━━━ Given text

Special Forces/Soldier (3/9): Soldiers get +1 to any Attribute, +1 Guns, Military Training, and 2 points of skills related to their specialty, along with 2 points of Gov’t Contacts and a 2-point Obligation. Special Forces get +1 to 3 Attributes, +2 Guns, +1 Brawling and Archaic Combat, 2 points of specialty Skills, 3 points of Gov’t Contacts and a 3-point Obligation, since the military runs their life and sends them to die trying to give Shub-Niggurath a pregnancy test.

Special Training (1): These are a little odd; they mean that you don’t take penalties for certain highly specialized stuff that’s out of the purview of normal skills. Espionage Training lets you use surveillance equipment, Military Training is for military vehicles and heavy weaponry, and Space Training eliminates the penalty for zero-G movement.

Spy (5): +1 Willpower, +1 to another Attribute, +1 Guns and Crime, +1 to 2 specialty skills, 3 points of Gov’t Contacts and Espionage Training. You’re also stuck with a 3-point Obligation and mild Paranoia.

Deep One Hybrid (6): You’re part Deep One, but not enough to ever “take to the water,” in Lovecraft’s words. Maybe you got genetic therapy, or maybe your ancestry isn’t strong enough--or maybe you will transform, just not for several decades. You might have fine, skin-coloured scales, or the “Innsmouth Look” with bulgy eyes and-

His age was perhaps thirty-five, but the odd, deep creases in the sides of his neck made him seem older when one did not study his dull, expressionless face. He had a narrow head, bulging, watery-blue eyes that seemed never to wink, a flat nose, a receding forehead and chin, and singularly undeveloped ears. His long thick lip and coarse-pored, greyish cheeks seemed almost beardless except for some sparse yellow hairs that straggled and curled in irregular patches; and in places the surface seemed queerly irregular, as if peeling from some cutaneous disease.

--yeah, I’d take the scales. Either way, you get +1 Strength and Constitution (which can go up to 7), Low-light Vision, Amphibiousness, a point of Natural Armor, and you’re comfortable in temperatures down to 0 degrees Fahrenheit. On the downside, your minimum Hyperspatial Exposure is 1, and you have the Minority Drawback.

Half-breed Ghoul (6): You have a ghoul parent, or some ghoul ancestry which mysteriously expressed itself. You look totally human, except for slightly sharper teeth and eyes that range from yellow to orange. Ghouls live somewhat longer than humans, and half-breeds have a cast-iron stomach and a taste for “well-aged meat.” You get +2 Strength, +1 Constitution, Low-Light Vision, Acute Senses (Smell) 1, Resistance (Poison/Disease) 1, and your Strength and Constitution can go up to 7. The negatives aren’t so bad: Minimum Hyperspatial Exposure is 1, and you have to take a 1-point Mental problem of Cruelty or Violent tendencies.

━━━━━━
━━━ Supplied data

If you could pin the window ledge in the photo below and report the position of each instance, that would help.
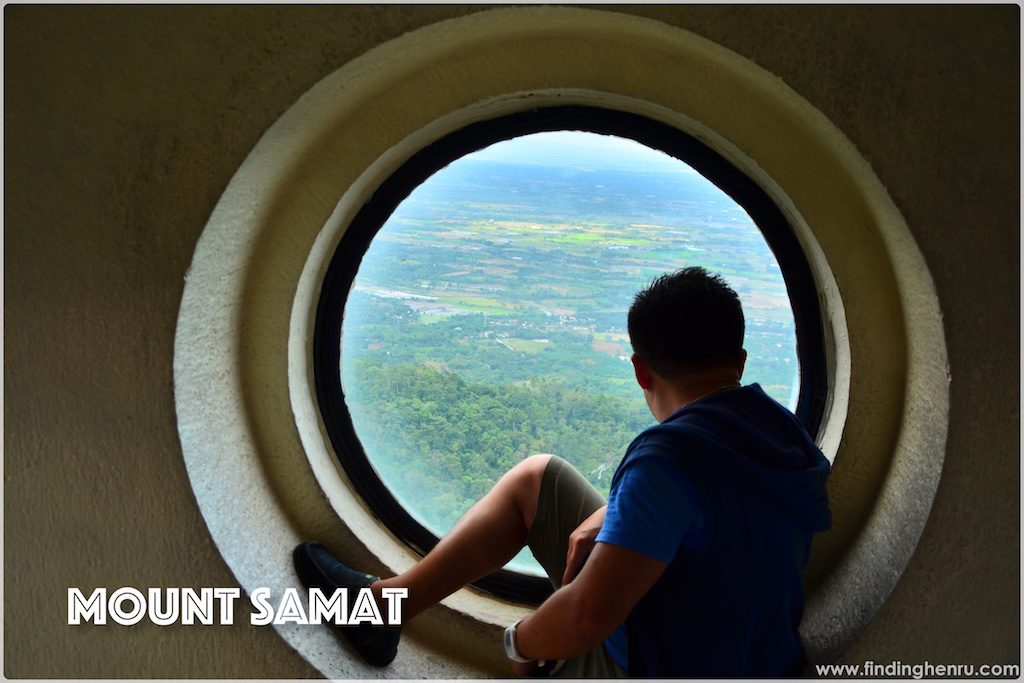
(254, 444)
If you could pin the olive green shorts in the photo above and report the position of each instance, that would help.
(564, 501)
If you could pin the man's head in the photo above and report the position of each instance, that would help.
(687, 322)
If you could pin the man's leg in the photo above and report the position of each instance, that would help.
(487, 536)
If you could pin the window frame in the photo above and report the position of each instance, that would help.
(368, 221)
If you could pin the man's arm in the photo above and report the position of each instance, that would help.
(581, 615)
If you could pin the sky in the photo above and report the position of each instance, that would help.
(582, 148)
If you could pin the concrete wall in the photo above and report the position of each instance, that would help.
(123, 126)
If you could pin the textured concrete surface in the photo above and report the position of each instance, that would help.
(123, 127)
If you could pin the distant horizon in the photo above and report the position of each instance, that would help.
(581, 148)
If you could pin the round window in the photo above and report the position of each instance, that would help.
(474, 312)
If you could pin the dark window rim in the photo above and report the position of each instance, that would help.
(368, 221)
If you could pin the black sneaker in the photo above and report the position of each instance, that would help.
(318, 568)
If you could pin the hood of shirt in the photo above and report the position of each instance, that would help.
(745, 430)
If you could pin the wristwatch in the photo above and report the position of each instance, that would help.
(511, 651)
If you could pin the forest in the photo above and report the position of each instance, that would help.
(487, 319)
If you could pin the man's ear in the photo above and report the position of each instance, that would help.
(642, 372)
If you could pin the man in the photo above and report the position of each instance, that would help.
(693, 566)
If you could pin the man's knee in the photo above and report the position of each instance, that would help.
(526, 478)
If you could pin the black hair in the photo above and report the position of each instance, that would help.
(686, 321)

━━━━━━

● What this exercise asks
(A) In the character-options text, translate this sentence into Spanish: "You have a ghoul parent, or some ghoul ancestry which mysteriously expressed itself."
(B) Reproduce everything in the character-options text from "Special Training (1): These" down to "for zero-G movement.".

● Responses to the exercise
(A) Tienes un progenitor gul, o alguna ascendencia gul que se manifestó misteriosamente.

(B)
Special Training (1): These are a little odd; they mean that you don’t take penalties for certain highly specialized stuff that’s out of the purview of normal skills. Espionage Training lets you use surveillance equipment, Military Training is for military vehicles and heavy weaponry, and Space Training eliminates the penalty for zero-G movement.